◆ **Given passage**
################

These things are all great, and indeed, they are all things that adults are expected to do. But I would argue that, by themselves, they do not make you an adult. They simply prevent you from being a child, which is not the same thing.

That’s because most people who do these things do them because they are rule-and transaction-based. They are a means to some superficial end. You prepare for a job interview because you want to get a good job. You learn how to clean your house because its level of cleanliness has direct consequences on what people think of you.

You manage your finances because if you don’t, you will be royally fucked one day down the road. Bargaining with rules and the social order allows us to be well-functioning human beings in the world.

Eventually, though, we realize that the most important things in life cannot be gained through bargaining. You don’t want to bargain with your father for love, or your friends for companionship, or your boss for respect.

Bargaining with people into loving or respecting you feels shitty. It undermines the whole project. If you have to convince someone to love you, then they don’t love you. If you have to cajole someone into respecting you, then they will never respect you. If you have to convince someone to trust you, then they won’t actually trust you.

################

◆ **Data for the task**
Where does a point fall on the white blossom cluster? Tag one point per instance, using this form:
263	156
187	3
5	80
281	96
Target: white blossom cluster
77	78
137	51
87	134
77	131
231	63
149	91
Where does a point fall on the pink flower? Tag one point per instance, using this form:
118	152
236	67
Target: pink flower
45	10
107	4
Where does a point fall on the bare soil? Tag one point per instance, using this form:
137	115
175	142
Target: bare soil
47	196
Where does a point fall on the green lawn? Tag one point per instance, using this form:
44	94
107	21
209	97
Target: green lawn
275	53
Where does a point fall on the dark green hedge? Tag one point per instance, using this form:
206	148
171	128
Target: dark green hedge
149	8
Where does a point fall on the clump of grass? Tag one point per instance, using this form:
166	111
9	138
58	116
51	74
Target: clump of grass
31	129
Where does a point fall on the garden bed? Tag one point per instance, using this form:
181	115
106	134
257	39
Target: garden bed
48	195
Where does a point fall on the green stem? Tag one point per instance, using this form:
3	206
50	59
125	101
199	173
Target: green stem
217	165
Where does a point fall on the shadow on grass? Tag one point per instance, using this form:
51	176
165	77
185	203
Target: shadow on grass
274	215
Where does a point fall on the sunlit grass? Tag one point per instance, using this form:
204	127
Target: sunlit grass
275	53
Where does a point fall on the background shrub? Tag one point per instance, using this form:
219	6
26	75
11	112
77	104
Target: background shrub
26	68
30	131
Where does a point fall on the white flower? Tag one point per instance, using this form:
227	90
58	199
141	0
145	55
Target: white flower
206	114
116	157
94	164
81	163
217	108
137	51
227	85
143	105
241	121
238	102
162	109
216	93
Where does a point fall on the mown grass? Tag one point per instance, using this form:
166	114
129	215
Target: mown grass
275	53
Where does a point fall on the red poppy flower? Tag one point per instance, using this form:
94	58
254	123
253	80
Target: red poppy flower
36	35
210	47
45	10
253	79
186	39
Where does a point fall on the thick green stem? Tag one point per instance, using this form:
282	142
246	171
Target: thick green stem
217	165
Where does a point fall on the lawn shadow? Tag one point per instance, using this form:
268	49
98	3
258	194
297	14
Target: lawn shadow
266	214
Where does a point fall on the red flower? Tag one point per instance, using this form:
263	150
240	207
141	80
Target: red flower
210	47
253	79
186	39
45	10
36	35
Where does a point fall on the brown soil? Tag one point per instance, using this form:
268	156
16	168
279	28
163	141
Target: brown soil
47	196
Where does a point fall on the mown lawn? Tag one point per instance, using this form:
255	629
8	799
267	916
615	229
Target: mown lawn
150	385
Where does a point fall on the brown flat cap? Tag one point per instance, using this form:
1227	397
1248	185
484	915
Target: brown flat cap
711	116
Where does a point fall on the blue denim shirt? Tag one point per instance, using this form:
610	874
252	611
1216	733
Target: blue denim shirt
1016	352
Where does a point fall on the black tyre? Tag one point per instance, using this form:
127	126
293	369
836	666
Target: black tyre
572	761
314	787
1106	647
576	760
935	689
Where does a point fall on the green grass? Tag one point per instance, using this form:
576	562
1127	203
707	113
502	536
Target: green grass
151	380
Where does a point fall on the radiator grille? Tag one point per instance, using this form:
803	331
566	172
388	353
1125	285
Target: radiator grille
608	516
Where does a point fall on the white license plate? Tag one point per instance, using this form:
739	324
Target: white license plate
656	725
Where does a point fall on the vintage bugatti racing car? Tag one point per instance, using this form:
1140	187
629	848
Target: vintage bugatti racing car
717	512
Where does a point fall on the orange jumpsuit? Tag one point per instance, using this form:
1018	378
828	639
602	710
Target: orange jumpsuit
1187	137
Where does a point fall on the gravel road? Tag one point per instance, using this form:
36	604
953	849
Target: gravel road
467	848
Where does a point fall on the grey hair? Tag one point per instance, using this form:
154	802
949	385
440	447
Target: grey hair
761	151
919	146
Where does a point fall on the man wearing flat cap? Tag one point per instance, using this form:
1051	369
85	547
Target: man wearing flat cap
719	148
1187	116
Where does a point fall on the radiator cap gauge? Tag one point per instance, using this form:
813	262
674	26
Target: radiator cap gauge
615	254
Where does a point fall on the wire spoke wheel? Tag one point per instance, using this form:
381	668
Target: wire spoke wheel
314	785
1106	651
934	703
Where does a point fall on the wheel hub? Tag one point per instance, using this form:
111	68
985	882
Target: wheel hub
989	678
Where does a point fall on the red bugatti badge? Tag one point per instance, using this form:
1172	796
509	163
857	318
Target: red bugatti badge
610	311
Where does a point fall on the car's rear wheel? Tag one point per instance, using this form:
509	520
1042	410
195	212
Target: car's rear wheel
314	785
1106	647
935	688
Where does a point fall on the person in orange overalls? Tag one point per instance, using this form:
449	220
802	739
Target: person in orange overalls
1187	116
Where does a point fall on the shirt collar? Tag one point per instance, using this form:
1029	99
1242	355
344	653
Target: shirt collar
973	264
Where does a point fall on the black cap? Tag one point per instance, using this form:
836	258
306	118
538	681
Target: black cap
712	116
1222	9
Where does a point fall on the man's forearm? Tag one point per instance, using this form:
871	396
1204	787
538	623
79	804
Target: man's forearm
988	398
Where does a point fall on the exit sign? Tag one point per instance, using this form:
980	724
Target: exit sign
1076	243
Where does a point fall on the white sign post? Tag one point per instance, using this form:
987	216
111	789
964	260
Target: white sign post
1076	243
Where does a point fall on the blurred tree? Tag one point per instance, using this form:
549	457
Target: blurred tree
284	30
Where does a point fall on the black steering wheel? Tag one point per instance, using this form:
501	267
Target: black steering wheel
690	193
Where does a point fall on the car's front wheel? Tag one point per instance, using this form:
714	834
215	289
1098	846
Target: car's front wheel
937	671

################

◆ **Instructions**
1. Copy the records word for word, from the line containing "Where does a point fall on the white sign" through the last line of the records.
2. Write the next part of the passage on adulthood and bargaining, picking up after its final sentence.

◆ **Per-task answers**
1.
Where does a point fall on the white sign post? Tag one point per instance, using this form:
987	216
111	789
964	260
Target: white sign post
1076	243
Where does a point fall on the blurred tree? Tag one point per instance, using this form:
549	457
Target: blurred tree
284	30
Where does a point fall on the black steering wheel? Tag one point per instance, using this form:
501	267
Target: black steering wheel
690	193
Where does a point fall on the car's front wheel? Tag one point per instance, using this form:
714	834
215	289
1098	846
Target: car's front wheel
937	671

2.
The most precious and important things in life are, by definition, nontransactional. And to try to bargain for them is to immediately destroy them. You cannot conspire for happiness; it is impossible. But this is often what people try to do, especially when they seek out self-help and other personal development advice—they are essentially saying, “Show me the rules of the game I have to play, and I’ll play it,” not realizing that it’s the very fact that they think there are rules to happiness that is preventing them from being happy.

While people who navigate life through bargaining and rules can get far in the material world, they remain crippled and alone in their emotional world. This is because transactional values create relationships that are built upon manipulation.

Adulthood is the realization that sometimes an abstract principle is right and good for its own sake, that even if it hurts you today, even if it hurts others, being honest is still the right thing to do. In the same way that the adolescent realizes there’s more to the world than the child’s pleasure or pain, the adult realizes that there’s more to the world than the adolescent’s constant bargaining for validation, approval, and satisfaction. Becoming an adult is therefore developing the ability to do what is right for the simple reason that it is right.

An adolescent will say that she values honesty only because she has learned that saying so produces good results. But when confronted with difficult conversations, she will tell white lies, exaggerate the truth, and become passive-aggressive. An adult will be honest for the simple sake that honesty is more important than her own pleasure or pain. Honesty is more important than getting what you want or achieving a goal. Honesty is inherently good and valuable, in and of itself. Honesty is therefore an end, not a means to some other end.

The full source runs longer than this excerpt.